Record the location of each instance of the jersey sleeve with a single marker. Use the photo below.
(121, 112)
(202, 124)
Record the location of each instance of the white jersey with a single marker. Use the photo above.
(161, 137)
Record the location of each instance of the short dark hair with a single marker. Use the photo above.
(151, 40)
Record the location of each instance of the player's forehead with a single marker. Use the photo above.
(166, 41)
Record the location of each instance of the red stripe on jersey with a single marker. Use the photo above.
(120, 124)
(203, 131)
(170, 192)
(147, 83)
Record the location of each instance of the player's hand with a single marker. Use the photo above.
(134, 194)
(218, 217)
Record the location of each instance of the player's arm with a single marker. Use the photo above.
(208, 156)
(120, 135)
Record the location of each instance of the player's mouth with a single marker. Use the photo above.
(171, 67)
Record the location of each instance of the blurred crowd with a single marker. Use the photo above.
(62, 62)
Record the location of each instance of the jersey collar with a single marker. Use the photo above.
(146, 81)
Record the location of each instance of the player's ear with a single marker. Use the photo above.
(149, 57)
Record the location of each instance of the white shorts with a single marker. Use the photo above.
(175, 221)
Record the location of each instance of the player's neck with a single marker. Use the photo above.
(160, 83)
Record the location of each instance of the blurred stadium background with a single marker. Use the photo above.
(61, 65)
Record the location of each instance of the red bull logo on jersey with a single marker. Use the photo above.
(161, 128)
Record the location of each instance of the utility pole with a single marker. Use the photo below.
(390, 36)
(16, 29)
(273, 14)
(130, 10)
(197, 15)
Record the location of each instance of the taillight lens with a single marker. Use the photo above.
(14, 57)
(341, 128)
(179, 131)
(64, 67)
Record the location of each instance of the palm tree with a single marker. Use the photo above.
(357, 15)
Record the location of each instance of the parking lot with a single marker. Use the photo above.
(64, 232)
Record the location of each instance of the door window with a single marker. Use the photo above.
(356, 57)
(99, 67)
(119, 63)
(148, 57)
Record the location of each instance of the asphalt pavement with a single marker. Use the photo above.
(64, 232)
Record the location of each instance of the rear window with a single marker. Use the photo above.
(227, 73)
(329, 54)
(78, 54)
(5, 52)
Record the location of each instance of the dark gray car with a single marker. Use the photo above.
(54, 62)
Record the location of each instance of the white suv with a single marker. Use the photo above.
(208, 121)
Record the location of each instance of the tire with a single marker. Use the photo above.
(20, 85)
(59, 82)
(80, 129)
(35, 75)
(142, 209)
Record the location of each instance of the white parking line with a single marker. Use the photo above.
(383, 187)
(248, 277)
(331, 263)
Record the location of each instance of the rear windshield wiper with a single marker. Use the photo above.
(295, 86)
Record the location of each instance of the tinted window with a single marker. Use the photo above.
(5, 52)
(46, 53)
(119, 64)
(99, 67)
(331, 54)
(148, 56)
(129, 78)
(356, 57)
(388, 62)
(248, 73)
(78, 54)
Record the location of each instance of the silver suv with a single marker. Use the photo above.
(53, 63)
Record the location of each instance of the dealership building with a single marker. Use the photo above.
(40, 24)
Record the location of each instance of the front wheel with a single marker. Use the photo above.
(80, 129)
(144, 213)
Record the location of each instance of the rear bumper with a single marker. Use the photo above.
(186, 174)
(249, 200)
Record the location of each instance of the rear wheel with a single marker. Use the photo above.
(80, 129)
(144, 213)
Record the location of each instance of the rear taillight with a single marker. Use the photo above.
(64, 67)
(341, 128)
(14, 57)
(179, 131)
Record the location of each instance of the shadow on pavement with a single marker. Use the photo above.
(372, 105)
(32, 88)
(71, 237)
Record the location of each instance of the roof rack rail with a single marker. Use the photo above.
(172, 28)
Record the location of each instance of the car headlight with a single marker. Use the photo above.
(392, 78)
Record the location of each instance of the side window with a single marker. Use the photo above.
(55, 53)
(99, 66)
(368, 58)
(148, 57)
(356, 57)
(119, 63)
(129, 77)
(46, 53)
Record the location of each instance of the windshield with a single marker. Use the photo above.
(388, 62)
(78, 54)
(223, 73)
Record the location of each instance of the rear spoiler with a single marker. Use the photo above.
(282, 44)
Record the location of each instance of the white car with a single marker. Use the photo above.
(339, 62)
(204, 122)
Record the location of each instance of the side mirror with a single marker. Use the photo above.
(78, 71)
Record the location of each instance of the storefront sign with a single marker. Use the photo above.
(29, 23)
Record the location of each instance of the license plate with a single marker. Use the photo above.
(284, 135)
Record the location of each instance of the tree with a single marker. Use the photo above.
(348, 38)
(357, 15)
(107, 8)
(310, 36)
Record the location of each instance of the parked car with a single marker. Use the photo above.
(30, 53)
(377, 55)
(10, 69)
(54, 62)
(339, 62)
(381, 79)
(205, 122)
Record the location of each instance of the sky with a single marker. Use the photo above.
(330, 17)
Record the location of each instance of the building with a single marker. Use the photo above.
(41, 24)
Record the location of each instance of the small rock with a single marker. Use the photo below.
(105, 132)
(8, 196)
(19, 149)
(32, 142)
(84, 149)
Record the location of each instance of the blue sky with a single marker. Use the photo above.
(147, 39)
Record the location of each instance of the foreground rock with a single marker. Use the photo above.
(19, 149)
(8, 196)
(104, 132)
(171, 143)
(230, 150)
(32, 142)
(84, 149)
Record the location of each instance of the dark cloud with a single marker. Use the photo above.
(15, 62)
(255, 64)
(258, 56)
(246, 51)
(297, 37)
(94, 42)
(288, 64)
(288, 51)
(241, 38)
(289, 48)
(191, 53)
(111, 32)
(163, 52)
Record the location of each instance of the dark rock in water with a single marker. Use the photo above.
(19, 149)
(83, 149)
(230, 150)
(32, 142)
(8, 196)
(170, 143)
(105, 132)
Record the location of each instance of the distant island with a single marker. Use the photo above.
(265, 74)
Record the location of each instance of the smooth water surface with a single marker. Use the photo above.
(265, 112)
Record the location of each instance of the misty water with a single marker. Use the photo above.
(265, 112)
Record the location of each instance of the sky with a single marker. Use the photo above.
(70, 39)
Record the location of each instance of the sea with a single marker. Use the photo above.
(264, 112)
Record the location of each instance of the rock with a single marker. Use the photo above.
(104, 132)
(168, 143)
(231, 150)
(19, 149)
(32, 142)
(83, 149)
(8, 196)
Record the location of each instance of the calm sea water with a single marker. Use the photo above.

*Problem requirements*. All of the data above should be transcribed exactly.

*Answer to this problem*.
Record the location of each instance of the jersey sleeve with a single marker. Use the photo below.
(121, 112)
(202, 124)
Record the location of each instance of the white jersey with a single marker. Use the photo above.
(161, 137)
Record the location of each instance of the short dark hair with a single marker. Use the photo above.
(151, 40)
Record the location of each instance of the player's forehead with a single marker. Use the photo above.
(166, 41)
Record the location of each instance of the red stripe on jersey with a single marker. Use the photo above.
(120, 124)
(203, 131)
(170, 192)
(147, 83)
Record the location of each instance of the player's hand with a single marker. Use the photo above.
(134, 194)
(218, 217)
Record the location of each instance of the player's arm with a single marker. Use the photo above.
(208, 156)
(120, 135)
Record the location of each instance of the player's mouth with a single marker. Use the photo above.
(171, 67)
Record the location of each instance of the blurred crowd with a single marker. Use the photo above.
(62, 62)
Record the location of each instance of the jersey collar with a single marker. Use the photo above.
(146, 81)
Record the location of each instance of the player's ear with a single marker. Use the photo above.
(149, 57)
Record the location of each instance of the white shorts with a single marker. Use the photo above.
(175, 221)
Record the location of each instance of the player's neck with a single marker. Use the photo above.
(160, 83)
Record the location of each instance of the blurred stadium background with a single marker. Use the photo above.
(61, 65)
Record the location of each instance of the red bull logo on jersey with a single marker. Use the photo above.
(161, 128)
Record the location of each instance of the utility pole with a single marker. Use the photo below.
(390, 36)
(16, 29)
(273, 14)
(130, 10)
(197, 15)
Record the location of each instance of the taillight lens with a single marker. Use the photo above.
(14, 57)
(341, 128)
(179, 131)
(64, 67)
Record the location of each instance of the palm tree with a single marker. Use the photo above.
(357, 15)
Record the location of each instance of the parking lot with a single marker. Use the photo above.
(64, 232)
Record the location of each instance of the door window with a single marker. Use the photo above.
(356, 57)
(99, 67)
(119, 63)
(148, 57)
Record the location of each instance of the asphalt pavement with a single marker. Use the photo above.
(64, 232)
Record the location of each instance of the rear window with a single marker. Use the photo above.
(227, 73)
(329, 54)
(78, 54)
(5, 52)
Record the location of each instance of the dark gray car with a single marker. Use the photo above.
(54, 62)
Record the location of each instance of the white suv with a single marker. Use the photo above.
(208, 121)
Record the location of each instance of the tire with a single marker. Use the photo above.
(20, 85)
(59, 82)
(80, 129)
(35, 75)
(142, 209)
Record the location of each instance of the white parking line with a single marker. Use the photo above.
(383, 187)
(248, 277)
(331, 263)
Record the location of each instance of the rear windshield wiper with a single marker. Use the photo above.
(295, 86)
Record the location of each instance of the tinted window with a single marker. Use the photo above.
(5, 52)
(46, 53)
(119, 64)
(99, 67)
(331, 54)
(148, 56)
(129, 78)
(356, 57)
(388, 62)
(248, 73)
(78, 54)
Record the location of each instance of the silver suv with a single marker. Use the photo above.
(53, 63)
Record the location of each instance of the dealership building with a single marker. Use the photo above.
(40, 24)
Record the location of each instance of the front wheel with a single marker. Use the photo above.
(80, 129)
(144, 213)
Record the location of each instance of the rear bumper with a single marker. Use the photo above.
(186, 174)
(249, 200)
Record the location of each instance of the rear wheel with a single marker. Use the photo above.
(80, 129)
(144, 213)
Record the location of each instance of the rear taillight with a single marker. Use the photo above.
(64, 67)
(341, 128)
(14, 57)
(179, 131)
Record the location of each instance of the shadow on pavement with a single marker. Use the photo above.
(372, 105)
(32, 88)
(71, 237)
Record the location of each instance of the roof rack rail with a single marker. Use the photo above.
(172, 28)
Record the location of each instance of the car headlight with a single marker. Use the photo above.
(392, 78)
Record the location of each instance of the side window with a single marker. Use the photo above.
(55, 53)
(99, 66)
(368, 58)
(148, 57)
(356, 57)
(119, 63)
(129, 77)
(46, 53)
Record the location of each instance of the windshield with a single marker. Use the photo above.
(388, 62)
(78, 54)
(223, 73)
Record the location of each instance of the rear spoiler with a single marker. Use the photo above.
(282, 44)
Record the location of each instance of the white car with a single marker. Use the photo above.
(339, 62)
(204, 122)
Record the location of each instance of the side mirror with a single marker. Use the photo above.
(78, 71)
Record the location of each instance of the storefront sign with a single marker. Use the photo above.
(29, 23)
Record the location of each instance of the license plate with a single marker. Use the photo above.
(284, 135)
Record the location of each instance of the tree with a single marker. Use the photo above.
(348, 38)
(357, 15)
(107, 8)
(310, 36)
Record the location of each instance of the parked car with a single marker. Use the photo above.
(30, 53)
(377, 55)
(10, 69)
(54, 62)
(339, 62)
(381, 79)
(205, 122)
Record the location of each instance of the sky with a single marker. Use the photo above.
(330, 17)
Record the location of each instance of the building with a single marker. Use the photo above.
(41, 24)
Record the location of each instance of the small rock with a single marker. Use the photo below.
(105, 132)
(8, 196)
(19, 149)
(32, 142)
(84, 149)
Record the location of each instance of the blue sky with a single marker. Use the photo above.
(147, 39)
Record the location of each instance of the foreground rock with a single marker. Use the photo above.
(19, 149)
(8, 196)
(104, 132)
(171, 143)
(230, 150)
(32, 142)
(84, 149)
Record the location of each instance of the dark cloud with a single marker. Use the photo above.
(15, 62)
(255, 64)
(258, 56)
(246, 51)
(297, 37)
(94, 42)
(288, 64)
(288, 51)
(241, 38)
(289, 48)
(191, 53)
(111, 32)
(163, 52)
Record the location of each instance of the dark rock in water with a single marker. Use the photo above.
(19, 149)
(83, 149)
(230, 150)
(32, 142)
(8, 196)
(170, 143)
(105, 132)
Record the location of each instance of the distant island with a single marker. Use the photo above.
(265, 74)
Record the location of each instance of the smooth water surface with a single marker. Use the photo above.
(265, 112)
Record the location of each instance of the misty water with a single marker. Use the photo above.
(265, 112)
Record the location of each instance of the sky with a single marker. Use the photo above.
(70, 39)
Record the location of each instance of the sea with a single marker. Use the photo above.
(264, 112)
Record the location of each instance of the rock with a single marker. Use the photo above.
(104, 132)
(168, 143)
(231, 150)
(19, 149)
(32, 142)
(83, 149)
(8, 196)
Record the location of each instance of the calm sea water with a single marker. Use the photo above.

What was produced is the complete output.